══ Given text

Steady

“Trauma tries to erase us. Oppression tries to erase us. Ignorance tries to make us disappear so we don’t mess with the tyranny of the status quo. We were taught to stay silent, to smile while bleeding, to pretend it wasn’t so bad. We were tricked into thinking our stories were shameful and stupid. Writing and speaking these exquisite truths – the truths about our story, our gender, our sexuality, our races, our biochemistry, our memories, our dreams – and revealing the ways in which we heal and keep on healing, this is how we fight for our lives. And this is how we win.” – Caroline Harvey

A friend posted this quote on Facebook recently and it instantly resonated with me. There are some days where I just feel instantly defeated from the beginning, like the cards in the deck are stacked against me while I’m still asleep and I just have the misfortune of waking up to everything being piled on in a way I can’t look away from or ignore. And then some days, I wake up without the overwhelming sense of the world crashing down on my shoulders. Those days, I feel like I can pause, at least for a moment and breathe and even if that’s the only moment of peace that I get within my skin for the rest of the day, it’s a relief. Lately I’ve been lucky to have had a string of good days, those days where I can breathe throughout the day, where I can smile even, where it doesn’t feel like my skin itself is the enemy, muscles twitching uncomfortably, leaving me twitching and agitated.

════

_Things to do_
a - Rewrite the Steady piece from "A friend posted" to "twitching and agitated.", changing "good days" to "calm days".
b - Write what comes next in the piece titled Steady, picking up after its last sentence.

══ The data

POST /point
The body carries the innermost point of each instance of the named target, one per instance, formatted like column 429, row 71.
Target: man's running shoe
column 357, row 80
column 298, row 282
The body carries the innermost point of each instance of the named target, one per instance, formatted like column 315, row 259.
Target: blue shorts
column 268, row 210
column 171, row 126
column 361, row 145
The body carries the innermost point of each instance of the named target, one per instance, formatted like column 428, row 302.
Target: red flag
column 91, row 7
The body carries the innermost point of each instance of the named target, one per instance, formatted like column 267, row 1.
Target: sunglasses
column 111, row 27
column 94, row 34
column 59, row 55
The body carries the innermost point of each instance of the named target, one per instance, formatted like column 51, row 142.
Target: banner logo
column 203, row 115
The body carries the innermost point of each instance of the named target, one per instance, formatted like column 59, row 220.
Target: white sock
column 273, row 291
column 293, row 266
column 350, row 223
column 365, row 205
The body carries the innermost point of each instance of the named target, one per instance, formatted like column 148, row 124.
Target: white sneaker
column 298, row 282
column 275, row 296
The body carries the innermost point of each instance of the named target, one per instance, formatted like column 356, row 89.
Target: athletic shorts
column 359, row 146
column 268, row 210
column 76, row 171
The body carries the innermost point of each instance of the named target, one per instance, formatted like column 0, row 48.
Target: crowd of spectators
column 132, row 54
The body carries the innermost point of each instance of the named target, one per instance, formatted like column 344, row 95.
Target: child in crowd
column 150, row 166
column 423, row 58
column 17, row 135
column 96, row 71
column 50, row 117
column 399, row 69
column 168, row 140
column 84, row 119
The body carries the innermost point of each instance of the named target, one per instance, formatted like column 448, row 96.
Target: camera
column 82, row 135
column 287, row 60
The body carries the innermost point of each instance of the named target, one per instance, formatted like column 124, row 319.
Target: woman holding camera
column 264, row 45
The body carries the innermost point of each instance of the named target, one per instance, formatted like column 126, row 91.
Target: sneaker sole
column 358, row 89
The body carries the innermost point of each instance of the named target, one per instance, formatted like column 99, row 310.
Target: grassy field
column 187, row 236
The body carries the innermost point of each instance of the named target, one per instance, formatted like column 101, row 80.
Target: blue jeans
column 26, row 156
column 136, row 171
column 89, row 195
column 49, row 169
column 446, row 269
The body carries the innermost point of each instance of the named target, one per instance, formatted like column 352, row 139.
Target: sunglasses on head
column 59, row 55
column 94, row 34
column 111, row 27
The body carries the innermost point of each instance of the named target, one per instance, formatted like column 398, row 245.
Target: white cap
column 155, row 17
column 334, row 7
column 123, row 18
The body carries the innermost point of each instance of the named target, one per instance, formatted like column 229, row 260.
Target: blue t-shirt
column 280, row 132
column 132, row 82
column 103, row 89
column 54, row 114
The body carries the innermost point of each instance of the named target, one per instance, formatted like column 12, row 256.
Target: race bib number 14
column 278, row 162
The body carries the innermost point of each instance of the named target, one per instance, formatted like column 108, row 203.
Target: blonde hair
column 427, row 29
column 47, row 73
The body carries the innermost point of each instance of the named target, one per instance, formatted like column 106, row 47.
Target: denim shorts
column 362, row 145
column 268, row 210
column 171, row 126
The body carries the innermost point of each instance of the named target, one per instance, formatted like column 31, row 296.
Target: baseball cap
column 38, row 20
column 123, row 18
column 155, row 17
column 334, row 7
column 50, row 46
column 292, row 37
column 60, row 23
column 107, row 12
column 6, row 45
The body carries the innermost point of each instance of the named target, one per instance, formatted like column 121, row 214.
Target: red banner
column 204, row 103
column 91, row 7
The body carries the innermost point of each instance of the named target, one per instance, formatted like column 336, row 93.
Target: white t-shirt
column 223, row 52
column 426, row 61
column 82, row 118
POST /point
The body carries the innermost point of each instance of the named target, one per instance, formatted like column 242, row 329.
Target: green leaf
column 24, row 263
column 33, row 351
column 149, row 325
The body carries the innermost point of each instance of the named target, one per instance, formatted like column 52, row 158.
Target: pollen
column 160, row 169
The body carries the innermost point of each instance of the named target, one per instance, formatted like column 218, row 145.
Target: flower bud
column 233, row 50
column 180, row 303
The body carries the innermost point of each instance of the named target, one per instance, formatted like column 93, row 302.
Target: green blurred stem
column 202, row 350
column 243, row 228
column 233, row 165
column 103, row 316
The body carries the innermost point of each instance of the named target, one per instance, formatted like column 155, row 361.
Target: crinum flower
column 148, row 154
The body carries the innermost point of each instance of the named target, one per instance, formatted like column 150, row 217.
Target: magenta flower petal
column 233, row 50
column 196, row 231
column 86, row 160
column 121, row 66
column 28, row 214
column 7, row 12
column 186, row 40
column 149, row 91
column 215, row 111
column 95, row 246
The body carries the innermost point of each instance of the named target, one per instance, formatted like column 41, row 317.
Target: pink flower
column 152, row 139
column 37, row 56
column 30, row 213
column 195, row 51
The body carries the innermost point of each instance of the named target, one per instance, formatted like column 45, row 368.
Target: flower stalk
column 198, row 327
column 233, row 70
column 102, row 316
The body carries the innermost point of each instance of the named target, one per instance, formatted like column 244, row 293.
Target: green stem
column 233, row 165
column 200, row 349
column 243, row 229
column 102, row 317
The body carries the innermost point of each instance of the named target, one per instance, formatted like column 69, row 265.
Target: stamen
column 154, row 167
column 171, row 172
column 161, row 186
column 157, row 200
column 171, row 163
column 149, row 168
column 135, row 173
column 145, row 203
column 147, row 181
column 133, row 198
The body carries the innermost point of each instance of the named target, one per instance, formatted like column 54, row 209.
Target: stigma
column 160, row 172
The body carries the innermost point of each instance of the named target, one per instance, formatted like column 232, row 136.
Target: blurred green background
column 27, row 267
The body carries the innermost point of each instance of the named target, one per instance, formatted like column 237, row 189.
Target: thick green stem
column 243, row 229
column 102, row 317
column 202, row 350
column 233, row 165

════

_Results for the exercise_
a -
A friend posted this quote on Facebook recently and it instantly resonated with me. There are some days where I just feel instantly defeated from the beginning, like the cards in the deck are stacked against me while I’m still asleep and I just have the misfortune of waking up to everything being piled on in a way I can’t look away from or ignore. And then some days, I wake up without the overwhelming sense of the world crashing down on my shoulders. Those days, I feel like I can pause, at least for a moment and breathe and even if that’s the only moment of peace that I get within my skin for the rest of the day, it’s a relief. Lately I’ve been lucky to have had a string of calm days, those days where I can breathe throughout the day, where I can smile even, where it doesn’t feel like my skin itself is the enemy, muscles twitching uncomfortably, leaving me twitching and agitated.

b -
When I left the hospital last week, I was glad to be home not just because psychiatric units are uncomfortable and assuming of all of your agency but also because I felt ready to be home. I know that things will never return to the way they were two years ago when I had not begun to scratch the surface of the years of trauma that I had shoved down and assumed buried forever. I’m not the same person that I was then, but in some ways I think that’s for the better. There are some ways in which my life is more difficult now, for sure, but I think that person was on a collision course with something very dark and if I had not begun to deal with my scars, I would still be hurtling along that trajectory at a frightening velocity. I am still fighting with myself to not pretend many days that things are okay, to make out that that things are not as bad as they really are because it is what I’ve always done and it is what I was taught to do. But the road to recovery is a much slower one, the path is rocky, it’s uphill with many switchbacks and the truth is that there’s no quick way to get through this, much as I wish there were. I’m not patient, but I’m learning because that’s the only way to be these days.

Tomorrow I hope for peace, for as many breaths as I can have it for. That is my goal. Start small. Not that reaching for the stars is bad, but too much is daunting and that doesn’t accomplish anything in the long run.